Consigne
Reformulez plus brièvement le paragraphe du texte extrait qui commence par « François Cavanna est mort en janvier 2014 », sans perdre ses faits principaux.
---------- Texte extrait ----------
François Cavanna est mort en janvier 2014, un an avant que deux de ses plus vieux compagnons, Cabu et Wolinski, évoqués dans ce dernier livre aux côtés d'autres copains - Reiser, Siné, Gébé - tous disparus, ne meurent sous les balles des frères Kouachi, à Charlie Hebdo, son journal, cet hebdomadaire satirique héritier très assagi du « bête et méchant » Hara-Kiri, imaginé avec le Professeur Choron cinq décennies plus tôt. Crève, Ducon ! est l'ultime saillie bravache de l'écrivain journaliste, les derniers mots écrits de ce recueil qui vient clore Lune de miel paru en 2011 quand Cavanna, à 87 ans, ferraillait depuis déjà cinq ans contre « Miss Parkinson ». Voilà donc une dernière volée d'histoires courtes, les dernières nouvelles d'une autobiographie en fragments, assemblées sans ordre chronologique, qui font revivre un temps disparu, le siècle dernier, dans la prose épicée et crue, tendre et rustique, qui faisaient la patte de ce fou de la langue française.
---------- Données ----------
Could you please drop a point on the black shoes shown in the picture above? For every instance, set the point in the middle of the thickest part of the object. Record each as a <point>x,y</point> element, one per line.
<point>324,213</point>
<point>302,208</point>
----------
Réponse
François Cavanna est mort en janvier 2014, un an avant que Cabu et Wolinski soient tués par les frères Kouachi à Charlie Hebdo. Il les évoque dans son dernier livre, avec Reiser, Siné et Gébé, tous disparus. Charlie Hebdo était son journal, héritier assagi de Hara-Kiri, qu'il avait imaginé avec le Professeur Choron cinquante ans plus tôt. Crève, Ducon ! est son ultime recueil. Il clôt Lune de miel, paru en 2011, quand Cavanna, à 87 ans, luttait depuis cinq ans contre la maladie de Parkinson. Ces histoires courtes forment une autobiographie en fragments, sans ordre chronologique. Elles font revivre le siècle dernier dans une prose crue et tendre.